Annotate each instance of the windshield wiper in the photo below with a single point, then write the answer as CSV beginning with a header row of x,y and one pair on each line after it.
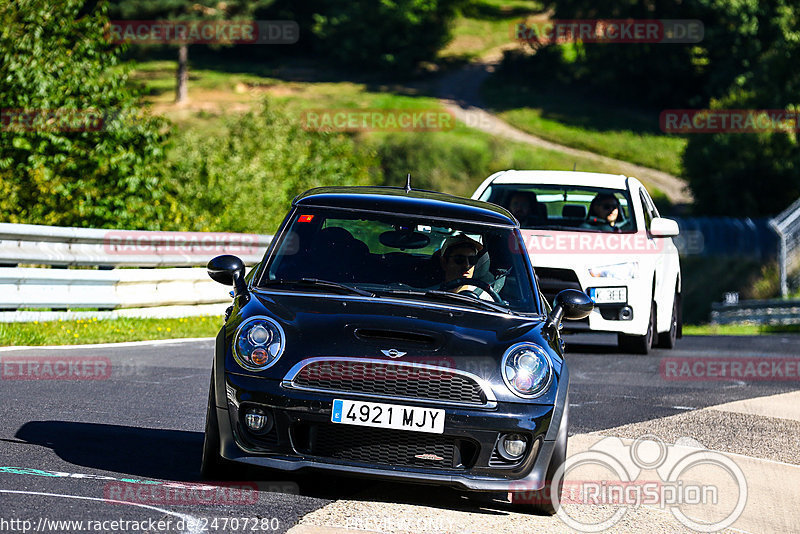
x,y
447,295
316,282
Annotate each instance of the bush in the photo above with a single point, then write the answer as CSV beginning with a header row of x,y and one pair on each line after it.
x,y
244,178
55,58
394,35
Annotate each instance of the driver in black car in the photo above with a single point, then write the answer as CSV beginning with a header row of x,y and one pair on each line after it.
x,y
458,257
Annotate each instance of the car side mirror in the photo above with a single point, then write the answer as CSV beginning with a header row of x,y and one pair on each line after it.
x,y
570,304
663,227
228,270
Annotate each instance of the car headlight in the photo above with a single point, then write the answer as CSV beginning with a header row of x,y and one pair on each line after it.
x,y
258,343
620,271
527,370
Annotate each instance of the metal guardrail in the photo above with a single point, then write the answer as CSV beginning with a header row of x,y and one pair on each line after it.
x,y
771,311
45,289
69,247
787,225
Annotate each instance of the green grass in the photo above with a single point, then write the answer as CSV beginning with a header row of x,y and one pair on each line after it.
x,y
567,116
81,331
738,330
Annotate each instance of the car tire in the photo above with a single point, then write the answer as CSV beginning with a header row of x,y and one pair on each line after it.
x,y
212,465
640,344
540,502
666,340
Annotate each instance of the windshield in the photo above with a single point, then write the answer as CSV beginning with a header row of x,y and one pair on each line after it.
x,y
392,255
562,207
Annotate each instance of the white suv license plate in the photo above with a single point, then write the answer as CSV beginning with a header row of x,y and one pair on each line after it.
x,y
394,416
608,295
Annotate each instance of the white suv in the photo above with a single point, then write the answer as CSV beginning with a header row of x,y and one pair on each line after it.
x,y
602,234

=-=-=

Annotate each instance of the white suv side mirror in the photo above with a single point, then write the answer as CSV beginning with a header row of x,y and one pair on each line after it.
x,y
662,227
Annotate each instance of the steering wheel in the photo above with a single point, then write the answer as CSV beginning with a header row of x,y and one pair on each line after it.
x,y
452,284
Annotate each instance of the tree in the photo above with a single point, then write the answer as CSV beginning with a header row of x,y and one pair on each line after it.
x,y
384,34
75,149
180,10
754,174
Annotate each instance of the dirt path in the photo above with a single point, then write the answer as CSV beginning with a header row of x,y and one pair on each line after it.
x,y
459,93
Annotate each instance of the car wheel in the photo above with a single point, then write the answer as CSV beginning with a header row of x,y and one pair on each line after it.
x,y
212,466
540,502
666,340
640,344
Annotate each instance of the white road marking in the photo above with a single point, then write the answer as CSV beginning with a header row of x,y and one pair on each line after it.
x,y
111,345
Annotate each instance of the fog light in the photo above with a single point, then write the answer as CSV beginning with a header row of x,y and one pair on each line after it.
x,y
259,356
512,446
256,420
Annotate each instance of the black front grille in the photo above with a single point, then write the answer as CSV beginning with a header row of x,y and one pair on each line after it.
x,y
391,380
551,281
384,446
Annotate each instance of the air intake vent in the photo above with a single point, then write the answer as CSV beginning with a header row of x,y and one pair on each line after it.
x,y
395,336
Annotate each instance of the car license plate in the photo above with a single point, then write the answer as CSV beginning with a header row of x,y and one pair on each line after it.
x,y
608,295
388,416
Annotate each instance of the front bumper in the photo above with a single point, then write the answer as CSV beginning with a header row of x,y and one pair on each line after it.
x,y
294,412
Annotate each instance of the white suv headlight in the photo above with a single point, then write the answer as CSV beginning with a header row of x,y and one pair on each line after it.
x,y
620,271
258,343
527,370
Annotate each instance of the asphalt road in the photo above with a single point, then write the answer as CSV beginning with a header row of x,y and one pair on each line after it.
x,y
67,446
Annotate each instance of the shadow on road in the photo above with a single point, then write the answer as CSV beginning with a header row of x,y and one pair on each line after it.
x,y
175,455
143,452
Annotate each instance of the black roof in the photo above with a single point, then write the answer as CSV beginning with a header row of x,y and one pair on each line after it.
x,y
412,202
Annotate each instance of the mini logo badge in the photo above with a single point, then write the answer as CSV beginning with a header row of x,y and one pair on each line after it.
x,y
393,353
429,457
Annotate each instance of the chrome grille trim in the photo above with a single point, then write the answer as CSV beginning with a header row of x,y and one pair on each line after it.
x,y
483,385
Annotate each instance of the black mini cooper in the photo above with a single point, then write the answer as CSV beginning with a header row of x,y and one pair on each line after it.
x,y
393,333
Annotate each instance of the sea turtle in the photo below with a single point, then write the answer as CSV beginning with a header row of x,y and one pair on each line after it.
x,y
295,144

=-=-=

Which lines in the items above contain the string "side"? Gather every one of them and copy each out in full.

Annotate each instance of the car side mirror in the photo above with a single point, then write the answer as CSV beginning with a header row of x,y and one pair on each line after it.
Annotate each instance of the white suv side mirror in the photo above with a single point, then write the answer as CSV beginning with a header row of x,y and one pair on each line after it.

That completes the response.